Top of Provided passage
- Born: 1986 (age 39–40) Elkton, South Dakota, United States
- Occupation: Assistant general manager
- Organization: Chicago Steel

= Noelle Needham =

American ice hockey executive

Noelle Needham is an American ice hockey executive, currently serving as assistant general manager of the Chicago Steel in the USHL.

== Career ==
In her youth, Needham was a highly touted prospect, attending Shattuck-Saint Mary's, before tearing her ACL, MCL, PCL and meniscus when she was 15, needing eight reconstructive surgeries. From 2004 to 2007, she played hockey for Minnesota State University as a forward, posting 31 points across 97 NCAA games. She was forced to leave hockey after suffering a life-threatening staph infection and facing limited options for professional careers in women's hockey.

After some time working as a rancher, she returned to hockey, volunteering as a coach for a local girls' team. In 2009, she founded the Legend Hockey development centre, and founded the Sioux Falls Power five years later as a Tier 1 junior team.

In 2018, she was hired as an amateur scout by the NHL's Toronto Maple Leafs, covering the Midwestern United States region.

In 2020, she left the Maple Leafs to join the Chicago Steel of the USHL as assistant general manager. Later that year, The Hockey News named her as one of ten women who could potentially be a future NHL general manager.
Bottom of Provided passage
### Problems to work on:
[a] According to the Noelle Needham biography, why did Needham have to leave hockey after her college career? Answer in one to three sentences.
[b] In the Noelle Needham biography, which NHL team hired Needham as an amateur scout in 2018?
[c] From the Noelle Needham biography, extract the passage between "After some time" and "1 junior team.", inclusive.
The records that come after this text are not needed for these tasks.
Top of Data supplied
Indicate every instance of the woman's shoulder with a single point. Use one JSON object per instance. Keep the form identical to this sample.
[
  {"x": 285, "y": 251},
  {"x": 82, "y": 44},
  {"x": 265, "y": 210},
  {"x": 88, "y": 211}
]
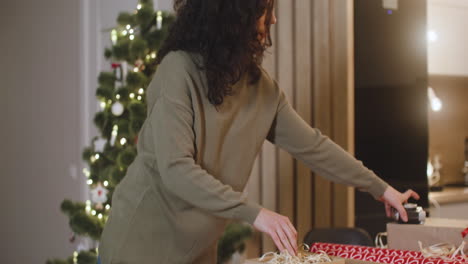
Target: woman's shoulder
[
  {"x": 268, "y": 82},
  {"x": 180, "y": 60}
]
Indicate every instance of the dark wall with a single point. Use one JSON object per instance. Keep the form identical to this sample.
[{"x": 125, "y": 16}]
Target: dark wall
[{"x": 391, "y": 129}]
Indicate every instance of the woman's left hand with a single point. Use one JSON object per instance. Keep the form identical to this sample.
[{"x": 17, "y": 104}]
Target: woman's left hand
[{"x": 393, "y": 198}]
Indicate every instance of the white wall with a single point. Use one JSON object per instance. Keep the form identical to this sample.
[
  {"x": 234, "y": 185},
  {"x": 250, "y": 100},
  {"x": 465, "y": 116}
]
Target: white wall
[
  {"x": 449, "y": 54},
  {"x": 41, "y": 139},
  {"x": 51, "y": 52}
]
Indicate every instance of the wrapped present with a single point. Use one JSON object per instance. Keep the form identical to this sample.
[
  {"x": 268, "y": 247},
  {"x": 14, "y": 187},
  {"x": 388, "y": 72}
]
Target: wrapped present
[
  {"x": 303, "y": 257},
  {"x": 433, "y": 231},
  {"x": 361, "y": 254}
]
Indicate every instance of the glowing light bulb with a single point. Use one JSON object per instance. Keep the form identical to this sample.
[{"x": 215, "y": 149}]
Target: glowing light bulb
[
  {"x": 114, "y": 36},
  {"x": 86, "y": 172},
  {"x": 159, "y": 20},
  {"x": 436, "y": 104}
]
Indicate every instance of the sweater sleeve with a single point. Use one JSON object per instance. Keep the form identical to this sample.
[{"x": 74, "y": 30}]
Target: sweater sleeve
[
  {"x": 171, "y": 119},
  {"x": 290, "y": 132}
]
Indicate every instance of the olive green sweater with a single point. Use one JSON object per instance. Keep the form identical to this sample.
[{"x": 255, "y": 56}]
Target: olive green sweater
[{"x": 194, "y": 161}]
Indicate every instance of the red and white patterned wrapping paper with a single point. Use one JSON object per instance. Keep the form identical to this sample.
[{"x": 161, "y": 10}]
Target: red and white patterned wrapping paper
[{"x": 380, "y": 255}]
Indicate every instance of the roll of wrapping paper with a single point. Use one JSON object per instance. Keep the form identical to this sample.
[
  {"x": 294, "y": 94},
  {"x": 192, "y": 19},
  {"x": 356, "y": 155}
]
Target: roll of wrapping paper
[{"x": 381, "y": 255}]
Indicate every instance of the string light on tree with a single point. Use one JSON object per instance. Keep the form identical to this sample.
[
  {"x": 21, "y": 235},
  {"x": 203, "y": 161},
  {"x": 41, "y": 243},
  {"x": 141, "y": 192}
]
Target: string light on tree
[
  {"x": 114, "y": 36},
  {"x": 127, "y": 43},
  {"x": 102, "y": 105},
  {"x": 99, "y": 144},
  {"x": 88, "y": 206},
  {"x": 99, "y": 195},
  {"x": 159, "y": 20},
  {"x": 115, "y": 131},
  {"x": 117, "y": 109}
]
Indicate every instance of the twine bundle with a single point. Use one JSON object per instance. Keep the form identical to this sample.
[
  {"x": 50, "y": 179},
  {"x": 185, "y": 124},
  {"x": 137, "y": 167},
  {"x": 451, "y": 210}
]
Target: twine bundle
Bottom of Data supplied
Top of Data supplied
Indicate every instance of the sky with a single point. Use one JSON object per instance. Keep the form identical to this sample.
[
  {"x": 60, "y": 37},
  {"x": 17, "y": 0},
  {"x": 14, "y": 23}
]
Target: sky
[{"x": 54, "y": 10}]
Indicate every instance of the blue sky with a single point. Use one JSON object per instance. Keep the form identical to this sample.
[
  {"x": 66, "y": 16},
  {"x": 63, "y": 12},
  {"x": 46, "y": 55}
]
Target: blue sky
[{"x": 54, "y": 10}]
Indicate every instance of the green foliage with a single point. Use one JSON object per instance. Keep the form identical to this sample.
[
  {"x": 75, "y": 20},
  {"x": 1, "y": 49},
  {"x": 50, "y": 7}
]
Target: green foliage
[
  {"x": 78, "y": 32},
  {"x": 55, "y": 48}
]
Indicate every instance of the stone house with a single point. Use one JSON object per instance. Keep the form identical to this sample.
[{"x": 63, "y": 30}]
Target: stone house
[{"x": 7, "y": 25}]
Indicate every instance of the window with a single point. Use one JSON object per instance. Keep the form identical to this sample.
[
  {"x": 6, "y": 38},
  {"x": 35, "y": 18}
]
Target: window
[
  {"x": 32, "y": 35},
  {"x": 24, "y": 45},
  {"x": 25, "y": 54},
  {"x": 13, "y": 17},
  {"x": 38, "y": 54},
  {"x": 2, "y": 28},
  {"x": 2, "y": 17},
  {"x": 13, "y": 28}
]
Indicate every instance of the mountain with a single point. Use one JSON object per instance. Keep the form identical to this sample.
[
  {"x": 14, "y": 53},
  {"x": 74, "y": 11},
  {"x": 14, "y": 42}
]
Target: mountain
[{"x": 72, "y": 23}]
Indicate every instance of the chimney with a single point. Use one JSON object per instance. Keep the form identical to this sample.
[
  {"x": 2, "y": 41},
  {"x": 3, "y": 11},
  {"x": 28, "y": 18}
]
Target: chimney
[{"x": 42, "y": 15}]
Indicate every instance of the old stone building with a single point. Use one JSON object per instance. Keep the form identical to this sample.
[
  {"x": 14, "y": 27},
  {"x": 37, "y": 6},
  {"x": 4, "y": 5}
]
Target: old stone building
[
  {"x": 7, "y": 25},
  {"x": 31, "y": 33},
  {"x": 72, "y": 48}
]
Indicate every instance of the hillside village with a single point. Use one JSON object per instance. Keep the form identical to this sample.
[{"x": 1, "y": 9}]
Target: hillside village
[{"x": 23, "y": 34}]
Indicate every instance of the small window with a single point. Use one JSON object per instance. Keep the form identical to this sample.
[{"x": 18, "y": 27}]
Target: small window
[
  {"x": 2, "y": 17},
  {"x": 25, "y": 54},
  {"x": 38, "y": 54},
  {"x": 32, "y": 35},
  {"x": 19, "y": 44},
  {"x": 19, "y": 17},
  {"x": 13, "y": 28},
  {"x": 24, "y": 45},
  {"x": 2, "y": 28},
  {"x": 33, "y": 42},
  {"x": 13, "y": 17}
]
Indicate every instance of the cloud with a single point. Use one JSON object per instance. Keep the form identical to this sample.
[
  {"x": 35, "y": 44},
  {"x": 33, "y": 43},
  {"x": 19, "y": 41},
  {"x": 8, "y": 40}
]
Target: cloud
Bottom of Data supplied
### Activity answers:
[a] She was forced to leave hockey after she suffered a life-threatening staph infection. She also faced limited options for professional careers in women's hockey.

[b] The Toronto Maple Leafs.

[c]
After some time working as a rancher, she returned to hockey, volunteering as a coach for a local girls' team. In 2009, she founded the Legend Hockey development centre, and founded the Sioux Falls Power five years later as a Tier 1 junior team.